→ **Problem to solve**: Print out every record exactly as it appears.
Begin Extracted information
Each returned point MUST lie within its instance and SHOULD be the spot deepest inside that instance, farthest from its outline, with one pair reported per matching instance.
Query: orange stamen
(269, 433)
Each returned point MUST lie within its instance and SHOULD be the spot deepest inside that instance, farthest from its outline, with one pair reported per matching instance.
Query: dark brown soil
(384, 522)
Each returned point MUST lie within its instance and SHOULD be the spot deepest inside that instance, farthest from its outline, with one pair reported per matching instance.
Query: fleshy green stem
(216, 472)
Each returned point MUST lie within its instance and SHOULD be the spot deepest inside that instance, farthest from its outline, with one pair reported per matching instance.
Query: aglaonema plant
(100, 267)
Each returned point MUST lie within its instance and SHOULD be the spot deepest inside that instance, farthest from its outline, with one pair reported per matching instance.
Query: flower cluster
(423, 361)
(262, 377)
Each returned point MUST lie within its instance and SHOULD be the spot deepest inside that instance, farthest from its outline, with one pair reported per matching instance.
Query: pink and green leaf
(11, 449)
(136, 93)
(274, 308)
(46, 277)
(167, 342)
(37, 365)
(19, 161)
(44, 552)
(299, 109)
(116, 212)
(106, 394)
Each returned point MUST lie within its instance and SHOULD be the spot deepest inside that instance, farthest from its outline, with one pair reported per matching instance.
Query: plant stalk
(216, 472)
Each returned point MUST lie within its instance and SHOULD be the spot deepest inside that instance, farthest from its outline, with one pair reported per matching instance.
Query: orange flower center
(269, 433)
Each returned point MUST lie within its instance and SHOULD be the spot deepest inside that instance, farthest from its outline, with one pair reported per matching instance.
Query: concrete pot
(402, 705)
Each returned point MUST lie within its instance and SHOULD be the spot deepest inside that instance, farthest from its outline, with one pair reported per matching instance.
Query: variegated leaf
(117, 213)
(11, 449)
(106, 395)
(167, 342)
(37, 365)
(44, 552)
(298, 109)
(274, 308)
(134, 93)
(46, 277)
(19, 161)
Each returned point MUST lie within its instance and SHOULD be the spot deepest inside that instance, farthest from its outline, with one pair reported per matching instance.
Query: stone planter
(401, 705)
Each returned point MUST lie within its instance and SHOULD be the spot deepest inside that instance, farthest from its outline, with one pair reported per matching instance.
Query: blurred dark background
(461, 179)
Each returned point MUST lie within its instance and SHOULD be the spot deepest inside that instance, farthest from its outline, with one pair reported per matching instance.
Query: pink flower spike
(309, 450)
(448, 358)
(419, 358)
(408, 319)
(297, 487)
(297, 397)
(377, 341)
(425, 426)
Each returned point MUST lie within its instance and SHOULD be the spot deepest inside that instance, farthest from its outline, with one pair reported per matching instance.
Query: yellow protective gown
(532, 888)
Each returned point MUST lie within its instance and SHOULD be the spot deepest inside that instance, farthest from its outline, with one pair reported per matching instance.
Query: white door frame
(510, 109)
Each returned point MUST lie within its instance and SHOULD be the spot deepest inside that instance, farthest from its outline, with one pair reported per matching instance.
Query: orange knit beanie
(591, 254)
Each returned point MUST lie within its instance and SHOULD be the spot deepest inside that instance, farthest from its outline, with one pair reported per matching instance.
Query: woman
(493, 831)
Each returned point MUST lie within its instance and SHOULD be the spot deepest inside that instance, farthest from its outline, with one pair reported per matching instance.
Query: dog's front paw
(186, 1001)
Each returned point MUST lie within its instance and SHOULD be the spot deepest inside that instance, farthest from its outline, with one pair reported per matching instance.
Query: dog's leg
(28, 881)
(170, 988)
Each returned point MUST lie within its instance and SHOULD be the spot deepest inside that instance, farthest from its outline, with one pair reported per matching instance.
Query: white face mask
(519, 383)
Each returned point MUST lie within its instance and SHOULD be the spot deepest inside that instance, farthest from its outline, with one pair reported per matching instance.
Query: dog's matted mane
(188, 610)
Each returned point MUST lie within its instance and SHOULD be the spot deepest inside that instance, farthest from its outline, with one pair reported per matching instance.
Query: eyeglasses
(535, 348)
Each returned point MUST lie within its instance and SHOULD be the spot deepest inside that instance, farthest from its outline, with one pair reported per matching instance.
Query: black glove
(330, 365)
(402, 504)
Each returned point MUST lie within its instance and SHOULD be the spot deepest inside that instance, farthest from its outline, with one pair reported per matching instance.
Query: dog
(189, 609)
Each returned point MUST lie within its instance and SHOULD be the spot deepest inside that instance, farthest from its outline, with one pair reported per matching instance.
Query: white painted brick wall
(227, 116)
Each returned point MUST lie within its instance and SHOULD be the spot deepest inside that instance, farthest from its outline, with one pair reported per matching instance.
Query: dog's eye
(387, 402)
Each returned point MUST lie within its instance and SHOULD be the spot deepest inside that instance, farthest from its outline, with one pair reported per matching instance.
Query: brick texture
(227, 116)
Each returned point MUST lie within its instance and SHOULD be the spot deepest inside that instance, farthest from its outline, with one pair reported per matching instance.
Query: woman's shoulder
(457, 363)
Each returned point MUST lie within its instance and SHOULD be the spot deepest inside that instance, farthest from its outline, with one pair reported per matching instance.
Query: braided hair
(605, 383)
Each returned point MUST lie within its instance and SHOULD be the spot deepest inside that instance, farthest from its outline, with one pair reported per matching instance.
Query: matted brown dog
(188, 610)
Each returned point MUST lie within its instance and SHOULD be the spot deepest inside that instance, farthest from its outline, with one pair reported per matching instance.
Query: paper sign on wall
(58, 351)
End Extracted information
→ **Solution for this problem**:
Each returned point MUST lie within its instance and SHOULD be the spot deepest inside that instance, farthest from its outline, with one pair reported per matching instance.
Query: orange stamen
(269, 433)
Each returned point MUST lie within its instance and SHOULD be the spot deepest inside that instance, farthest from its outline, with one pair reported per matching instance.
Query: dark brown soil
(384, 522)
Each returned point MUST lie within its instance and SHOULD be the spot deepest inside that instance, farthest from its outline, with one pair reported per matching instance.
Query: fleshy green stem
(216, 472)
Each returned point MUST lie within its instance and SHOULD be the spot deepest inside that instance, farthest from its outline, with one pair reported per matching instance.
Query: aglaonema plant
(100, 267)
Each returned point MUST lie within its instance and SHOULD be the spot deepest inside that instance, farthest from its outline, with one pair reported per matching instance.
Query: flower cluster
(423, 361)
(262, 377)
Each returned point MUST lie within its instance and SHOULD be the spot deepest inside that instance, farthest from its outline, with one pair reported per matching instance.
Query: pink and green leaf
(11, 449)
(136, 93)
(274, 308)
(46, 277)
(167, 342)
(37, 365)
(19, 161)
(44, 552)
(299, 109)
(116, 212)
(106, 394)
Each returned point MUST lie within its instance and SHOULD be the spot deepest inside that instance, farthest from its outline, with one pair reported per matching instance.
Query: plant stalk
(216, 472)
Each returned point MUST lie within its instance and SHOULD be the spot deepest inside that instance, farthest from its outline, with one pair reported per matching instance.
Query: orange flower center
(269, 433)
Each returned point MUST lie within its instance and SHOULD be the spot deepest inside that instance, farthest from its outline, with one pair reported per matching instance.
Query: concrete pot
(402, 705)
Each returned point MUST lie within its instance and SHOULD be the spot deepest inside that instance, farthest from its outline, with one pair reported per matching instance.
Query: variegated leaf
(117, 213)
(11, 449)
(106, 395)
(167, 342)
(37, 365)
(44, 552)
(298, 109)
(274, 308)
(134, 93)
(46, 277)
(19, 161)
Each returned point MUST lie within its instance and SHOULD be the spot deepest inside that instance, farthest from its outline, with one pair reported per matching instance.
Query: stone planter
(401, 705)
Each returned point MUST lie within its instance and SHOULD be the spot deepest inside that instance, farthest from its outline, with one pair reported per matching instance.
Query: blurred dark background
(461, 179)
Each returned point MUST lie within its instance and SHOULD be the spot deepest inside that instance, farthest from its outline, with one pair reported per matching instance.
Query: pink flower spike
(309, 450)
(448, 358)
(419, 358)
(408, 319)
(297, 487)
(297, 397)
(377, 341)
(425, 426)
Each returned point MUST lie within its instance and SHOULD be the spot deepest inside that instance, farthest from its outline, with one pair reported per matching instance.
Query: yellow protective gown
(532, 888)
Each returned point MUST lie within its instance and SHOULD be the spot deepest inside that instance, farthest from its outline, with one pair reported per matching instance.
Query: white door frame
(510, 109)
Each returned point MUST lie within its instance and SHOULD be the spot deepest inside that instance, farthest from its outline, with one pair reported per matching instance.
Query: orange knit beanie
(591, 254)
Each returned point MUST lie within its instance and SHOULD be the spot deepest inside that instance, farthest from its outline, with one pair reported per matching instance.
Query: woman
(493, 831)
Each returned point MUST lie within its instance and SHOULD be the spot deepest inside that instance, farthest from its outline, with one pair reported per matching instance.
Query: dog's front paw
(186, 1001)
Each returned point MUST lie within its instance and SHOULD be the spot deepest inside that instance, farthest from its outline, with one pair reported per matching instance.
Query: dog's leg
(28, 881)
(170, 988)
Each returned point MUST lie within its instance and SHOULD be the spot deepest inside that instance, farthest from its outline, with one pair reported per matching instance.
Query: white face mask
(519, 383)
Each returned point MUST lie within its instance and SHOULD be the spot deepest inside that instance, farthest from its outline, with one pair reported per matching instance.
Query: dog's matted mane
(188, 610)
Each returned point MUST lie within its instance and SHOULD be the spot deepest inside that instance, farthest from its outline, with one pair reported per matching instance.
Query: eyeglasses
(535, 348)
Each returned point MUST lie within its instance and SHOULD be the spot deepest inside that instance, farthest from its outline, with one pair reported per matching instance.
Query: black glove
(330, 365)
(402, 504)
Each returned point MUST lie within its instance and SHOULD be the spot deepest inside that instance, farthest from its outline, with one pair reported per matching instance.
Query: dog
(189, 609)
Each returned point MUST lie within its instance and SHOULD be the spot deepest inside that instance, farthest from its outline, with one pair reported per matching instance.
Query: white painted brick wall
(227, 116)
Each returned point MUST lie within its instance and SHOULD be the spot deepest inside that instance, farthest from its outline, with one pair reported per matching instance.
Query: dog's eye
(387, 402)
Each returned point MUST lie within its instance and SHOULD be the spot deepest inside that instance, farthest from its outline, with one pair reported per matching instance.
Query: brick texture
(227, 116)
Each returned point MUST lie within its instance and SHOULD be the spot deepest inside that instance, farthest from its outline, with one pair reported per matching instance.
Query: woman's shoulder
(457, 363)
Each returned point MUST lie within its instance and SHOULD be the spot deepest inside that instance, farthest from its outline, with one pair reported per matching instance.
Query: braided hair
(605, 383)
Each returned point MUST lie within its instance and SHOULD be the spot deepest inside that instance, farthest from its outline, with one pair reported per matching instance.
Query: matted brown dog
(188, 610)
Each returned point MUST lie within its instance and SHOULD be the spot deepest inside that instance, farthest from its outline, with one pair reported per matching instance.
Query: paper sign on wall
(58, 351)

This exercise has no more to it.